▶ Task description
Starting at the line that contains "Where can the water" and stopping after the line that contains "point(365, 664)", write out those lines of the material again with "water droplet on petal" swapped for "raindrop on petal" and everything else left unchanged.

----- Input records

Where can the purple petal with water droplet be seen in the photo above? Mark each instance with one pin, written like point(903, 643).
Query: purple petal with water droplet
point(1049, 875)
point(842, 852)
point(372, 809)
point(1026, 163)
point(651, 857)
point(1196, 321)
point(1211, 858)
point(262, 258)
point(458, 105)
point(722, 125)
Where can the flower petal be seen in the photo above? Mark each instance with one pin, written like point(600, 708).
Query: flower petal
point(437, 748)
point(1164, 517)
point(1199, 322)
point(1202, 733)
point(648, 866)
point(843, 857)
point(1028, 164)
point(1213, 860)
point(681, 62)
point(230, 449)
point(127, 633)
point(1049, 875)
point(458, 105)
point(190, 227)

----------
----- Input records

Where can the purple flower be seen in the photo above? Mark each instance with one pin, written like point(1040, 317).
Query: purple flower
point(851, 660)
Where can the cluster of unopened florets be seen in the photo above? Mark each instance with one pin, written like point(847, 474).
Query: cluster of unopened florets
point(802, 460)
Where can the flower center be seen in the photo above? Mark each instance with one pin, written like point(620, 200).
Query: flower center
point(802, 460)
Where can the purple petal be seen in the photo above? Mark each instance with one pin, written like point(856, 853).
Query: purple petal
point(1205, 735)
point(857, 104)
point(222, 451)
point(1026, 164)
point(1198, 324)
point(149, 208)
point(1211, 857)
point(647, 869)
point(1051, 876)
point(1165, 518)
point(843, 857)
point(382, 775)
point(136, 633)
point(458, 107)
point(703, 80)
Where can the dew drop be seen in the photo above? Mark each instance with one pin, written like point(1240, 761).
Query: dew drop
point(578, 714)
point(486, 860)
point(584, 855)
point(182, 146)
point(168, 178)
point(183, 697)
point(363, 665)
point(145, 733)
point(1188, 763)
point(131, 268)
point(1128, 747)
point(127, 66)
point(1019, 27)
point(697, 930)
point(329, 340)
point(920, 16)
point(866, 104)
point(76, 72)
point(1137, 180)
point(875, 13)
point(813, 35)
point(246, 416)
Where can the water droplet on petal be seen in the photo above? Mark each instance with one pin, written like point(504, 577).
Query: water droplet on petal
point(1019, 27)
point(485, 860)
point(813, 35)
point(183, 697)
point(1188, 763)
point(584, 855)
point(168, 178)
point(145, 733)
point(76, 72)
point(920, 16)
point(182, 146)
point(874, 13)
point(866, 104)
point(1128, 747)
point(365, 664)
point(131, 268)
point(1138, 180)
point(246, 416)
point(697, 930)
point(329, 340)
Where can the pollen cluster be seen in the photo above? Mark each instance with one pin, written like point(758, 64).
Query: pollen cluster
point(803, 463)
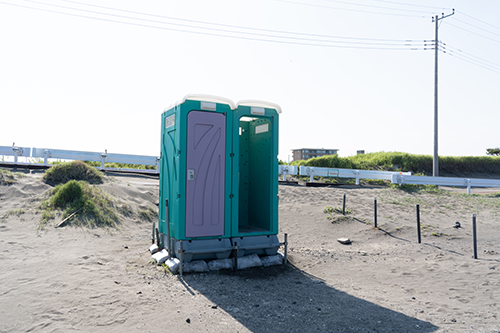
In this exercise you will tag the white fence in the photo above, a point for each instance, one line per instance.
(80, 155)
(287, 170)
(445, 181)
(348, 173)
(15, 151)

----------

▶ Exercise response
Where can the raindrop on petal be seen in the photo above? Mark each instance with one pin, written like point(504, 577).
Query: raindrop on petal
point(1019, 27)
point(485, 860)
point(813, 35)
point(183, 697)
point(1188, 763)
point(584, 855)
point(168, 178)
point(145, 733)
point(76, 72)
point(920, 16)
point(182, 146)
point(874, 13)
point(866, 104)
point(1128, 747)
point(365, 664)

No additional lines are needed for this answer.